===== Provided records
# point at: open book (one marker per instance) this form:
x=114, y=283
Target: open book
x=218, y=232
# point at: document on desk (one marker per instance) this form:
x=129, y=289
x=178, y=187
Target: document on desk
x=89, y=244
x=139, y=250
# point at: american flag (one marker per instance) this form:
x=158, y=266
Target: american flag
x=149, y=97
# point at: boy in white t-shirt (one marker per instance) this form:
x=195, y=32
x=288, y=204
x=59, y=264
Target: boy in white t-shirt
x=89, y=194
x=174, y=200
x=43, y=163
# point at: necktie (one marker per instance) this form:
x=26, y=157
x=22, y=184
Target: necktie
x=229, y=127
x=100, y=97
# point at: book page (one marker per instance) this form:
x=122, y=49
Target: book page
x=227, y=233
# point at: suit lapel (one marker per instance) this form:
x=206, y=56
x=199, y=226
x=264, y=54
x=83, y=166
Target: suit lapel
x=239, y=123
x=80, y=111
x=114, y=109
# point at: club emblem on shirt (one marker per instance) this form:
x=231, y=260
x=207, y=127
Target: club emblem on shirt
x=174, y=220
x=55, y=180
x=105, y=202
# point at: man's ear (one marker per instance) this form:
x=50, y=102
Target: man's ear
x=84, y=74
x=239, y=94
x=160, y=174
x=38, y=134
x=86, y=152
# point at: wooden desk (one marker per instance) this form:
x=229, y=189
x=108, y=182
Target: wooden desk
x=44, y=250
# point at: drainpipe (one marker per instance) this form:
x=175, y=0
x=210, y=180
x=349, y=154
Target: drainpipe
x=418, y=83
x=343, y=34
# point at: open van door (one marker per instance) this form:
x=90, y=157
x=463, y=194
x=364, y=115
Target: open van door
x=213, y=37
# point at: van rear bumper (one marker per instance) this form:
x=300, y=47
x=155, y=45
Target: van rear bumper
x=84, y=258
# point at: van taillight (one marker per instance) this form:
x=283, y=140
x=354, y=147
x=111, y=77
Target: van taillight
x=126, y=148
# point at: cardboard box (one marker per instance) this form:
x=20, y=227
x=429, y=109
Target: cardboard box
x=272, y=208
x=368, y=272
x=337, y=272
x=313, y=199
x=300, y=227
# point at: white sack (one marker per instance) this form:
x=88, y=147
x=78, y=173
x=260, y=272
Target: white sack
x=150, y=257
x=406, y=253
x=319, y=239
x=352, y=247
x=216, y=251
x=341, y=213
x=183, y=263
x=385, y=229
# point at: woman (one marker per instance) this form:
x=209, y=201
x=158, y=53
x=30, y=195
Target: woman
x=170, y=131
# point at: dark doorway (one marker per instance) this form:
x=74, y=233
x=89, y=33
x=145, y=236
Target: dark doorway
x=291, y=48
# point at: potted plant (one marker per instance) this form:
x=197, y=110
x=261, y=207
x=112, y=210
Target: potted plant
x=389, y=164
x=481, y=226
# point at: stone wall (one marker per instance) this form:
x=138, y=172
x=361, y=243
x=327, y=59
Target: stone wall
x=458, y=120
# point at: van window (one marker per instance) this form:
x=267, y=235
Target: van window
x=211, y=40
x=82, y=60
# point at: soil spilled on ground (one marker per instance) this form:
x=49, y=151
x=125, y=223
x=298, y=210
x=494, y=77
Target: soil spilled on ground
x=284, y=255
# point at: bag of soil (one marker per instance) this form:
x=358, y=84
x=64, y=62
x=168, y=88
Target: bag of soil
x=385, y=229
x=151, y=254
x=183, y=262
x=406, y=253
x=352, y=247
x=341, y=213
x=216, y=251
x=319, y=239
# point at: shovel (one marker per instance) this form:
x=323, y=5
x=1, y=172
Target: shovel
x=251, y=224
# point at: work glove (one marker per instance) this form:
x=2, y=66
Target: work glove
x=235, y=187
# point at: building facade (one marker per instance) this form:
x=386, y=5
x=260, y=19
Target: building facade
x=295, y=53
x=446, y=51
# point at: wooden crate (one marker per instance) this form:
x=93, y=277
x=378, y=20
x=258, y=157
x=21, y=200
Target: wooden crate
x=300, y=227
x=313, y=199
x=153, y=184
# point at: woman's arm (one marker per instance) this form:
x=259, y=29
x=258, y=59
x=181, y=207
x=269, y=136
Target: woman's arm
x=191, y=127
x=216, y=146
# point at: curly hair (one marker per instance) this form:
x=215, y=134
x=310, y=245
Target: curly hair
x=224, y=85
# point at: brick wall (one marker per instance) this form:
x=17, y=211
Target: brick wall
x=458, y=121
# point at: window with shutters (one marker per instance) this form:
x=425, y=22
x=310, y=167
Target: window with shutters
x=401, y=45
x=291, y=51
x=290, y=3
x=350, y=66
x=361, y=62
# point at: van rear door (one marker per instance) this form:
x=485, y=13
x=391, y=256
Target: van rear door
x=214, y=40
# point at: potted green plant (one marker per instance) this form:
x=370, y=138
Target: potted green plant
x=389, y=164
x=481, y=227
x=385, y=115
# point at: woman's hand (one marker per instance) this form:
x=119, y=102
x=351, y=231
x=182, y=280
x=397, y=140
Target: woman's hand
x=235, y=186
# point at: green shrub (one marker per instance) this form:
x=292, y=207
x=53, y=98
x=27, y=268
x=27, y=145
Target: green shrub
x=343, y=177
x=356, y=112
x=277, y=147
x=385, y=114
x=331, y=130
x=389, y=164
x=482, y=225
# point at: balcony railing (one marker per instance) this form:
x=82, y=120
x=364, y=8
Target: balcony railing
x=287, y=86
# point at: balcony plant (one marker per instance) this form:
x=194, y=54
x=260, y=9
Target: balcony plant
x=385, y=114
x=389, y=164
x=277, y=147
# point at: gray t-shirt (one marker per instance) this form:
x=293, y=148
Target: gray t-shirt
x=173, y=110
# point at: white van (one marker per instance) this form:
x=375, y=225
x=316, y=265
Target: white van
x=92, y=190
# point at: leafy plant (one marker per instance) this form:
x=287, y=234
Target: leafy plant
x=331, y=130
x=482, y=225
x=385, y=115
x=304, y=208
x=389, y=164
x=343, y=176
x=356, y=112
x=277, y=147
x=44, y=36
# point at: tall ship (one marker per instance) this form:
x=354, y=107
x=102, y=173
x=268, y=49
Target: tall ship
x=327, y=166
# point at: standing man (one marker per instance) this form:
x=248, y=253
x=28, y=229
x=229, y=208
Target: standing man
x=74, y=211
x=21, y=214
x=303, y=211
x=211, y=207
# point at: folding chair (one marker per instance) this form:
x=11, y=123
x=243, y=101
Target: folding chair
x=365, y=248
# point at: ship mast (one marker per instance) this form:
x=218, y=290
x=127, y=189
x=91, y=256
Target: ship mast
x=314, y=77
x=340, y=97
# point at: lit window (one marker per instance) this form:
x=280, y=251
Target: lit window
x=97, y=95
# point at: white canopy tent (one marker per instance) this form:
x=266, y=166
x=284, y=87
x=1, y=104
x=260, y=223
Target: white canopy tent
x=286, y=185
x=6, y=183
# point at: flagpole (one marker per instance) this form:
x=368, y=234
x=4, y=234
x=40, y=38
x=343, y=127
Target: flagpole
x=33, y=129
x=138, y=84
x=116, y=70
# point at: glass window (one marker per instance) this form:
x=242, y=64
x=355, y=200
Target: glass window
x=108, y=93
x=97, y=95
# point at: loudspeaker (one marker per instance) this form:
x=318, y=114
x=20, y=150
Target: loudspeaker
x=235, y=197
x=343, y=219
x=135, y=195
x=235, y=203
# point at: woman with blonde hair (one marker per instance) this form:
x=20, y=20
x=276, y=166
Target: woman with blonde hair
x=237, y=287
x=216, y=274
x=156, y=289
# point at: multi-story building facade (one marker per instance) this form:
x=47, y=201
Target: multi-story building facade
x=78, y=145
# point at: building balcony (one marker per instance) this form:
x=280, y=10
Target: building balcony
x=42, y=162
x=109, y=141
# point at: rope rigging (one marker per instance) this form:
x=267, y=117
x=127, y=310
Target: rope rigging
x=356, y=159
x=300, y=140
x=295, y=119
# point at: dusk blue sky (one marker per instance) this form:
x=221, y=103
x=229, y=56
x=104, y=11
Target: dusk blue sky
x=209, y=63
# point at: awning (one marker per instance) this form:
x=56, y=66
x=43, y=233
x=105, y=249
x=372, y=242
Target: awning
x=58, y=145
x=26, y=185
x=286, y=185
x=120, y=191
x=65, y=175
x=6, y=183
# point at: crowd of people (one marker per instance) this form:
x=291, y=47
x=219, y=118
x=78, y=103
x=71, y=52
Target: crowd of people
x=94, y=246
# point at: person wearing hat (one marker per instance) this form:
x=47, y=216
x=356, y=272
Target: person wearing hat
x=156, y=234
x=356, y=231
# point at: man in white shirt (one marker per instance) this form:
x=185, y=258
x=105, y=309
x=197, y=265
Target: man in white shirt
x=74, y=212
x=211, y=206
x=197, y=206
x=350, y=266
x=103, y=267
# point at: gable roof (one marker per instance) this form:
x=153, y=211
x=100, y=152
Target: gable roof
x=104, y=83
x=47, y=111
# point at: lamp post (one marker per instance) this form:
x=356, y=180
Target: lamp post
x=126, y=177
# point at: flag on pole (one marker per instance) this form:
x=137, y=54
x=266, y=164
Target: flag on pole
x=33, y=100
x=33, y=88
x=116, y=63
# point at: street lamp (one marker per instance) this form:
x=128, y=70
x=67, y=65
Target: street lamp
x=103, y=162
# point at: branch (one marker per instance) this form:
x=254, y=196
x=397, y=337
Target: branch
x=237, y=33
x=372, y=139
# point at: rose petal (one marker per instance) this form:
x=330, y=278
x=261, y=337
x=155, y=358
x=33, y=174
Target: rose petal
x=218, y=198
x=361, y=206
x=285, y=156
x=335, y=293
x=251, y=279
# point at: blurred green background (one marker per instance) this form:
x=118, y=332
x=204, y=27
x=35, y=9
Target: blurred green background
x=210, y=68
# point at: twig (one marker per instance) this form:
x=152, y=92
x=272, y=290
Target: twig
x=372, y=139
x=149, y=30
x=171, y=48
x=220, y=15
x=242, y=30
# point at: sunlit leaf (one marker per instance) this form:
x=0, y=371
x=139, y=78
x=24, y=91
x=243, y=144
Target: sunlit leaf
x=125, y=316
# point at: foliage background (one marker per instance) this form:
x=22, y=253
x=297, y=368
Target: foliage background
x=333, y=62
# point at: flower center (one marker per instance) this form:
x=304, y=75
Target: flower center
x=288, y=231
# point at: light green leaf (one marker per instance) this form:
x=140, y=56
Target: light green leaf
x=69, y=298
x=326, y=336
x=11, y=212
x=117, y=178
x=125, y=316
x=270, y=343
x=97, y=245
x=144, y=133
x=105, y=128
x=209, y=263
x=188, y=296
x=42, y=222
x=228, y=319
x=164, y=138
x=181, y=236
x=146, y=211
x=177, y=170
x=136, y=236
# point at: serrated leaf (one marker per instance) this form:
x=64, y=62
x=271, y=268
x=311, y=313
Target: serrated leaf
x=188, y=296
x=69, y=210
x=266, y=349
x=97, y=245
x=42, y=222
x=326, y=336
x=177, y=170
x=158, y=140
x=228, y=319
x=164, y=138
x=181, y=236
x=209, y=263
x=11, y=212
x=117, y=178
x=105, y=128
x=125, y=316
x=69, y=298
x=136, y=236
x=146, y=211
==========
## What is expected
Look above for the line with "# point at: lamp" and the line with "x=261, y=337". Write out those two lines and all the lines between them, exactly, and no others.

## Output of the exercise
# point at: lamp post (one marker per instance) this form:
x=356, y=180
Target: lamp post
x=126, y=177
# point at: flag on pole (one marker per instance) this form:
x=137, y=54
x=266, y=164
Target: flag on pole
x=33, y=100
x=33, y=88
x=116, y=63
# point at: street lamp (one marker per instance) this form:
x=128, y=70
x=67, y=65
Target: street lamp
x=103, y=162
# point at: branch (one marker per instance) this form:
x=254, y=196
x=397, y=337
Target: branch
x=237, y=33
x=372, y=139
# point at: rose petal (one marker per instance) this form:
x=330, y=278
x=261, y=337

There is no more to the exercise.